▸ **SUPPLIED PASSAGE**:
== == ==

Plan: A document produced for a type of testing defining how the testing will be performed, when the testing will be performed and who will be performing it. The test plan lists the test scenarios that will be scripted.
Preparation: The process of generating the test scripts.
Priority: The importance of fixing a defect from a business perspective. Defined by business representatives.
Q………………………………………………………………………………………………………………………………………………………………
Quality: The suitability of an item for its intended purpose and how well it achieves this.
Quality Centre: Tool used to assist with the management of testing, recording and tracking scripts, logging and tracking defects and more. See:
https://h10078.www1.hp.com/cda/hpms/display/main/hpms_content.jsp?zn=bto&cp=1-11-127-24_4000_100__
R………………………………………………………………………………………………………………………………………………………………
Regression: Retesting of a previously tested program following modification to ensure that faults have not been introduced or uncovered as a result of the changes made
Requirement Specification: A document normally produced by a business analyst, capturing the needs of the individual in a manner which means that they can be translated into a software solution.
Re-Test: Taking a defect which has failed and executing the associated test script again.

== == ==

▸ **PROVIDED INFORMATION**:

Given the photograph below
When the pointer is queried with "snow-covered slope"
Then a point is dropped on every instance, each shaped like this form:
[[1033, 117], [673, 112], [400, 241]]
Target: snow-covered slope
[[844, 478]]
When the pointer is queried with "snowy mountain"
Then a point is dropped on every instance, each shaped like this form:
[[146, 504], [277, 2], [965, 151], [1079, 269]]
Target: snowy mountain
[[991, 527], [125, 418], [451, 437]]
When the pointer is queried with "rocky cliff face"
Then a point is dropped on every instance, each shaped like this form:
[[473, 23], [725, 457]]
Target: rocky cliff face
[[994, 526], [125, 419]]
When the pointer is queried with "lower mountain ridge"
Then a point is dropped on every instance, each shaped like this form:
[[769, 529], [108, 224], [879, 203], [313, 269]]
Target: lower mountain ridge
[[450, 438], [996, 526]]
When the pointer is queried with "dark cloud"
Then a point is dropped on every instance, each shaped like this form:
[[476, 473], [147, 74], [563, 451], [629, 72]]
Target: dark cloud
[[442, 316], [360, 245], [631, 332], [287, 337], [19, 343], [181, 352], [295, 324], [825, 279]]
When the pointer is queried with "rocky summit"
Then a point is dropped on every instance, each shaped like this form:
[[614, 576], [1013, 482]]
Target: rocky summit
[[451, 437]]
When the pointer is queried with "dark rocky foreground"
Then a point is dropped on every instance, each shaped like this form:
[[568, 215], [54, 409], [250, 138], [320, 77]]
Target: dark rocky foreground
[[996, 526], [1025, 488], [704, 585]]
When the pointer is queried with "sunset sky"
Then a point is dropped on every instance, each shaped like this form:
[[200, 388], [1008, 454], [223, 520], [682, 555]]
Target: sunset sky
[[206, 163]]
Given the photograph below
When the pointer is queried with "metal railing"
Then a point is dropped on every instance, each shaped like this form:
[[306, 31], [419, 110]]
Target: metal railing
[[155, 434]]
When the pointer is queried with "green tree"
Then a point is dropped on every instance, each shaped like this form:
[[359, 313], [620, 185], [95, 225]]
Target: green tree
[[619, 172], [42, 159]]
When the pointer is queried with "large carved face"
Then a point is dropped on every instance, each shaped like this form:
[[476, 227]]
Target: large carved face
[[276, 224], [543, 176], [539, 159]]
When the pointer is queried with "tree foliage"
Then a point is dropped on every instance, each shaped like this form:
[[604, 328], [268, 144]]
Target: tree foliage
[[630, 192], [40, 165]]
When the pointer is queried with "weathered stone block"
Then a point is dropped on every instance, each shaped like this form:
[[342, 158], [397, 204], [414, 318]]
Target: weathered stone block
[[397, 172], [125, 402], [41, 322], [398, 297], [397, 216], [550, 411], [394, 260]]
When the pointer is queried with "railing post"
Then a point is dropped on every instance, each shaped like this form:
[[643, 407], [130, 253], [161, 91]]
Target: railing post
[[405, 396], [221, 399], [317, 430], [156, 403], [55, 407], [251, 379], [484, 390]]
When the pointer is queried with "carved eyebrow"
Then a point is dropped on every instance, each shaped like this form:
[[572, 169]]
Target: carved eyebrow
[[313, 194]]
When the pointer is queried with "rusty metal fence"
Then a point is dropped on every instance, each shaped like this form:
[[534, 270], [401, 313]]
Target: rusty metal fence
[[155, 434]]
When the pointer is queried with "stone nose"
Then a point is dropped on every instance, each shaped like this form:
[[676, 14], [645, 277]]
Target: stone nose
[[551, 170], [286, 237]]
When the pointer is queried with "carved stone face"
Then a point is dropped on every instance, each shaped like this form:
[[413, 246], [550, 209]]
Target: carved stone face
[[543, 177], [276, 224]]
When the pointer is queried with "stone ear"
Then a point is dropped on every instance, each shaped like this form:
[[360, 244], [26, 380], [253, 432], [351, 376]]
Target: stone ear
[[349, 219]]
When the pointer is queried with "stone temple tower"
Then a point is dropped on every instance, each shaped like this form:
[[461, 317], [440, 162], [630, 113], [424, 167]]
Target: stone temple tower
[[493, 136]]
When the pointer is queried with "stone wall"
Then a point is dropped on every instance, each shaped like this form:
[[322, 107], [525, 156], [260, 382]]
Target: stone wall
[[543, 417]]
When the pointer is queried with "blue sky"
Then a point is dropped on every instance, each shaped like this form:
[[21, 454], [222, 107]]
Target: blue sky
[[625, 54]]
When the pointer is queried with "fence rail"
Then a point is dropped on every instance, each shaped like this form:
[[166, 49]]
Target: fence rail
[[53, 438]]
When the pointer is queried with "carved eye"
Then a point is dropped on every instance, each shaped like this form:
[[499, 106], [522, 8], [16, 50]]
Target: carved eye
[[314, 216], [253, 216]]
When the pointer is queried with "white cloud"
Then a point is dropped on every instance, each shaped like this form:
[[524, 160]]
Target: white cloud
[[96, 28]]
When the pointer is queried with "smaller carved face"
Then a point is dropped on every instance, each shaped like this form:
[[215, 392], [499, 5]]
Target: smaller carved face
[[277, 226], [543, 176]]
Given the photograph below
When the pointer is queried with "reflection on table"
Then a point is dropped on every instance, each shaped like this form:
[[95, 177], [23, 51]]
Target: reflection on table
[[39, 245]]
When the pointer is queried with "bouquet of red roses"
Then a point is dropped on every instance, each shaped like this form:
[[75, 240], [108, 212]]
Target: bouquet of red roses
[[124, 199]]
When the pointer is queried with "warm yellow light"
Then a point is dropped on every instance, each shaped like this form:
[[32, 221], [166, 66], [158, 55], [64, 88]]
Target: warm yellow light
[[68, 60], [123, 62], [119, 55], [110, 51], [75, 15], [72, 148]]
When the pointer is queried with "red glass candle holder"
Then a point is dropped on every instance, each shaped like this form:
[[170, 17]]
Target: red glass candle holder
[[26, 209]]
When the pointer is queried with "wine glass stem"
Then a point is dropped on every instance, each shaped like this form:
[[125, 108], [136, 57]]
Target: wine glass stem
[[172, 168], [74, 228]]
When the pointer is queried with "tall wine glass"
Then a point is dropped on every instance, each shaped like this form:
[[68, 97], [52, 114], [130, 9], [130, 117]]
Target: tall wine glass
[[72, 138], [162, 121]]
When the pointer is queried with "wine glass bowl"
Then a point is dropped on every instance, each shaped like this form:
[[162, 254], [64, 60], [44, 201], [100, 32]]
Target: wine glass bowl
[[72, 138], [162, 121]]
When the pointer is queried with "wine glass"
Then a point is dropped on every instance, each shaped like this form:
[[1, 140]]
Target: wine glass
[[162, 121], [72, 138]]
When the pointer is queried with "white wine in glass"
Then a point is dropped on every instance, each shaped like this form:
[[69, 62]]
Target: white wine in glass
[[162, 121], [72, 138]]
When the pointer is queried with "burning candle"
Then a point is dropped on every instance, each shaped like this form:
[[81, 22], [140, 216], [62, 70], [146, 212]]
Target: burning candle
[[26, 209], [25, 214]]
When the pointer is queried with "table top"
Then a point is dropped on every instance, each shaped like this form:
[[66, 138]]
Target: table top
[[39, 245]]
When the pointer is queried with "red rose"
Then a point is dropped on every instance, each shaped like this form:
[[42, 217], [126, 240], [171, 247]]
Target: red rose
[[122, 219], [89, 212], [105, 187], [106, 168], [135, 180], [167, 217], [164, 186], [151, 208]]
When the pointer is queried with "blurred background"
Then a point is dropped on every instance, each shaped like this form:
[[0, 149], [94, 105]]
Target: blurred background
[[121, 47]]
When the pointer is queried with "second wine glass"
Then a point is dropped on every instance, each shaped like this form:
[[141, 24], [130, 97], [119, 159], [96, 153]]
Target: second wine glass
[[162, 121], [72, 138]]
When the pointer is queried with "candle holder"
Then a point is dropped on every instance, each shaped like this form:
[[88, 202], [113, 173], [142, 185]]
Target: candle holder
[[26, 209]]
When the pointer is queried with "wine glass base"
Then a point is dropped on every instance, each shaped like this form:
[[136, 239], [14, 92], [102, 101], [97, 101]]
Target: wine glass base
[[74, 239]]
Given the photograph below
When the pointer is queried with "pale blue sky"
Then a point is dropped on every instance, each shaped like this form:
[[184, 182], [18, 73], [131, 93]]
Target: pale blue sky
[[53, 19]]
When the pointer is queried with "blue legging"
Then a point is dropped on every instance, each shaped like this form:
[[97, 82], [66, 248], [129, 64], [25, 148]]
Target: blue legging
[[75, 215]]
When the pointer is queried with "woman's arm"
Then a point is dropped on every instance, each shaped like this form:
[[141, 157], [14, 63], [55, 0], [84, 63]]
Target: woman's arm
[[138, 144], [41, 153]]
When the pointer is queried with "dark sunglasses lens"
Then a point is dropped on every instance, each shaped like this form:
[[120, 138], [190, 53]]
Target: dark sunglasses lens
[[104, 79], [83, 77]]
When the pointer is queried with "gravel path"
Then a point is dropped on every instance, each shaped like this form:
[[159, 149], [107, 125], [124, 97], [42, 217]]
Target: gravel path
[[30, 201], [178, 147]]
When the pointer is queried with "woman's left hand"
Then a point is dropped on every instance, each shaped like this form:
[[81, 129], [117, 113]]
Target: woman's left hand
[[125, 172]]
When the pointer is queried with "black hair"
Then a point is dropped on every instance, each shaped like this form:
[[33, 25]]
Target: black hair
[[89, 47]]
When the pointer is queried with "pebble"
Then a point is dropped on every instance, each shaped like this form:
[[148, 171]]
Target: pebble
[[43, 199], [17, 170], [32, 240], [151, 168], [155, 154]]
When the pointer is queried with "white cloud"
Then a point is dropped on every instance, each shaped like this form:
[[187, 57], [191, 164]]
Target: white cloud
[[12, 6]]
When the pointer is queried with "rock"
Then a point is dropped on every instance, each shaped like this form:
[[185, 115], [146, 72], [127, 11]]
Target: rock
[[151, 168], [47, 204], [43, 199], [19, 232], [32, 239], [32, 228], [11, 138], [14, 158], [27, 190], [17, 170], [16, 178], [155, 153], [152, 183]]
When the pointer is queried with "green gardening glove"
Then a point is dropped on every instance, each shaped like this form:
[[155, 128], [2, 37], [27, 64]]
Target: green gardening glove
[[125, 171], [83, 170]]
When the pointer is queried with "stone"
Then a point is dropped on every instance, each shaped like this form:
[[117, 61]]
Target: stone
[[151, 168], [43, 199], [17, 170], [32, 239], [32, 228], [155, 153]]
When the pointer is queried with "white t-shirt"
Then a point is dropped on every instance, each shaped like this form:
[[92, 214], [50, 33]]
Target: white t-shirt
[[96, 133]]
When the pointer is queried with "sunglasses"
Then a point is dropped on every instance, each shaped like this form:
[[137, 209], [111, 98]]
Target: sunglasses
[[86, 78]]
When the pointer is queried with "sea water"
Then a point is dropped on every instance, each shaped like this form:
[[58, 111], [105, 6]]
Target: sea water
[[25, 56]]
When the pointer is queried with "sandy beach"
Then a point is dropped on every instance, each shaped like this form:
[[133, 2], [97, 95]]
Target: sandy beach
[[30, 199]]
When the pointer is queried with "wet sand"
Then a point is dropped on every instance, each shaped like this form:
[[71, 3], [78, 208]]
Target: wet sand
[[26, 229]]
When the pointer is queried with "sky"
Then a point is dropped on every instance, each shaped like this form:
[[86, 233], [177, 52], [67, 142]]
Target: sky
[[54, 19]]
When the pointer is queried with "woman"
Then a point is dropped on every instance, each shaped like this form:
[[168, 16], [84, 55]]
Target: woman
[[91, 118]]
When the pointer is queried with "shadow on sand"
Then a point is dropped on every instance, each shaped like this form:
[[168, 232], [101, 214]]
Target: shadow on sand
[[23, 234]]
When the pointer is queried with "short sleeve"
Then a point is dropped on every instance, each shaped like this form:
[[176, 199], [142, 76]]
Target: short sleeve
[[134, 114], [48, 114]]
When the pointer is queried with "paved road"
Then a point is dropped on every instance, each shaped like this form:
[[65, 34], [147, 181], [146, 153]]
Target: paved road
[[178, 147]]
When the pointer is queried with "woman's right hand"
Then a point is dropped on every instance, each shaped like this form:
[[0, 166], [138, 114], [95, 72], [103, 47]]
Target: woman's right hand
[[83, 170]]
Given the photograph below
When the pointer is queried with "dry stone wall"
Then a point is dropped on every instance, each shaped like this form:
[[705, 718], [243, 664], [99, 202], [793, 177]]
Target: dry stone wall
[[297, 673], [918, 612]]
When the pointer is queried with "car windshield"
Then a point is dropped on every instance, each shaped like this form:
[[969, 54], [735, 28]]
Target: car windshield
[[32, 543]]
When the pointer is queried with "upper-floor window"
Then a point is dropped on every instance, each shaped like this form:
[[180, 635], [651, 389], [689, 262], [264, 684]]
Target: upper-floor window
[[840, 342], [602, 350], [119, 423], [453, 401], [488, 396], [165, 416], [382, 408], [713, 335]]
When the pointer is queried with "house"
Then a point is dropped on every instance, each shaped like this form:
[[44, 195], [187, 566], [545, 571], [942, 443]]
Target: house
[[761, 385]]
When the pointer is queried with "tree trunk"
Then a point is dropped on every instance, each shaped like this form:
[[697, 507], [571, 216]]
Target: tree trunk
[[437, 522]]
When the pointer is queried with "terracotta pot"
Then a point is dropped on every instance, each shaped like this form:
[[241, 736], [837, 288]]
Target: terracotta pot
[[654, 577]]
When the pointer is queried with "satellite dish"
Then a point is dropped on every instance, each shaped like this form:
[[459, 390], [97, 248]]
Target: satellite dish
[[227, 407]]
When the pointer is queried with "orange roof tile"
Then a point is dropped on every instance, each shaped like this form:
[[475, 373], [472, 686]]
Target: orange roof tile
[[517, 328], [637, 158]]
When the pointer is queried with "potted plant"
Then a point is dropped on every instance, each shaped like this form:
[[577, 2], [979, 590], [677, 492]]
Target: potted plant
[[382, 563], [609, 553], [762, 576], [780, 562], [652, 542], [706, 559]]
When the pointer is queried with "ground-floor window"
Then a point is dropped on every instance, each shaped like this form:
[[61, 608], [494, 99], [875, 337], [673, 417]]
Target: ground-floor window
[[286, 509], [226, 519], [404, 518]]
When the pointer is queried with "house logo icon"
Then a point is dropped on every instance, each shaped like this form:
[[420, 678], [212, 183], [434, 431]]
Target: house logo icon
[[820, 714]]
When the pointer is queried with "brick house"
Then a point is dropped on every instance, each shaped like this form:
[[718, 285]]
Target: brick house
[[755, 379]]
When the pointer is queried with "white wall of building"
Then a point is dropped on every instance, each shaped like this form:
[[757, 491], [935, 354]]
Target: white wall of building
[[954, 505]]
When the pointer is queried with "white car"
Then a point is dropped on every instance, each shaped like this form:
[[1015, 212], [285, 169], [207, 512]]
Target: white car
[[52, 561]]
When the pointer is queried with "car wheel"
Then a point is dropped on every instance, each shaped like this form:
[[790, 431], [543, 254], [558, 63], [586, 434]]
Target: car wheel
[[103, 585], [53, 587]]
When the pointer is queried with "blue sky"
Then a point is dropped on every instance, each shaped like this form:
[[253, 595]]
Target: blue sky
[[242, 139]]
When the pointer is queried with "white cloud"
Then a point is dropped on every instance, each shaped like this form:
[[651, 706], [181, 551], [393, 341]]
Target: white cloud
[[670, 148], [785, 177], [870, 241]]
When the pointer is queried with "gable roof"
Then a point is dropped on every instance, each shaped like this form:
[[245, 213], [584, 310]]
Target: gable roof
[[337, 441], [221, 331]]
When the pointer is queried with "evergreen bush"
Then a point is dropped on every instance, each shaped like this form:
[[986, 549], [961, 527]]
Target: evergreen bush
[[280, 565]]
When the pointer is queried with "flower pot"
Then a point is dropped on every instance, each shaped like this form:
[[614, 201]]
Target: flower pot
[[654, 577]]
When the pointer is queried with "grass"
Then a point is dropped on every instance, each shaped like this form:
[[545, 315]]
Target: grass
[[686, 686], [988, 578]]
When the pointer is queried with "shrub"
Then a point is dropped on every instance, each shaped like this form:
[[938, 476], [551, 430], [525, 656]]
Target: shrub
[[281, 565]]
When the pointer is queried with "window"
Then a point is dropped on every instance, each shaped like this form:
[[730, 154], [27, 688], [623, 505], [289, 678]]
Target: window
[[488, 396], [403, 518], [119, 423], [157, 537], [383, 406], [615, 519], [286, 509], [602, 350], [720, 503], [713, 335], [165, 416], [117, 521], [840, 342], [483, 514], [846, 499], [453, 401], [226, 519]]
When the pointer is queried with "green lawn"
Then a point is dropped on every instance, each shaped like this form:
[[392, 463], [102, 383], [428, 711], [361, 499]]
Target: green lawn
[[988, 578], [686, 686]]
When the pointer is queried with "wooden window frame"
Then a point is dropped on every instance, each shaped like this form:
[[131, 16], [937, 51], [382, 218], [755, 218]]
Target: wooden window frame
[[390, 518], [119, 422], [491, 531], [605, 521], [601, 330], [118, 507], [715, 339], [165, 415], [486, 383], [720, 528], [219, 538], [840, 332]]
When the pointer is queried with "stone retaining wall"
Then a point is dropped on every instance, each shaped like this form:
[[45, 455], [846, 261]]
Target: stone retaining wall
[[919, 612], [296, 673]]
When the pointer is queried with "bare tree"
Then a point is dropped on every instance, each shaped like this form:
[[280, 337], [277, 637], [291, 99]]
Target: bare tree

== == ==

▸ **EXERCISE 1**:
Reproduce the part of the testing glossary that opens with the words containing "Plan: A document" and closes with "will be scripted.".
▸ **EXERCISE 2**:
Write the next part of the testing glossary, picking up from where it stops.

▸ **WRITTEN RESPONSE 1**:
Plan: A document produced for a type of testing defining how the testing will be performed, when the testing will be performed and who will be performing it. The test plan lists the test scenarios that will be scripted.

▸ **WRITTEN RESPONSE 2**:
S………………………………………………………………………………………………………………………………………………………………
Scenario: A high level description of how a requirement is going to be tested.
Script: Referable back to the scenario, the script defines each step that must be passed through in order to perform a test, along with the expected results. As the script is executed, results are recorded and if they match the expected result are marked as passed, otherwise as failed. A script containing a failure should have a resultant defect raised.
Schedule: A document, similar to a project plan, but detailing the activities associated with testing, when they are due to occur and who will be performing them.
Severity: The importance of a defect to testing and the application. Defined by Testers
Smoke: A process of proving an application or environment is ready to commence full testing, by running a sample set of scripts testing the primary functionality and/or connectivity.
Static: The process of testing without the presence of software. Normally refers to the testing of documentation.
Strategy: A document produced at project or programme level, defining what testing is to be performed.
Stress: A form of performance testing, whereby the volume of testing is increased to a point at which the application is deemed to be failing to perform, either due to failure to meet performance criteria or system breakdown.
T………………………………………………………………………………………………………………………………………………………………
Technical Architecture Document: Definition of how the business requirements should be translated into a technical solution at the highest level.
Test Director: A tool used for test management, capture of requirements, scripts and defects, with the ability to manage defects through to resolution. Now replaced by Quality Centre.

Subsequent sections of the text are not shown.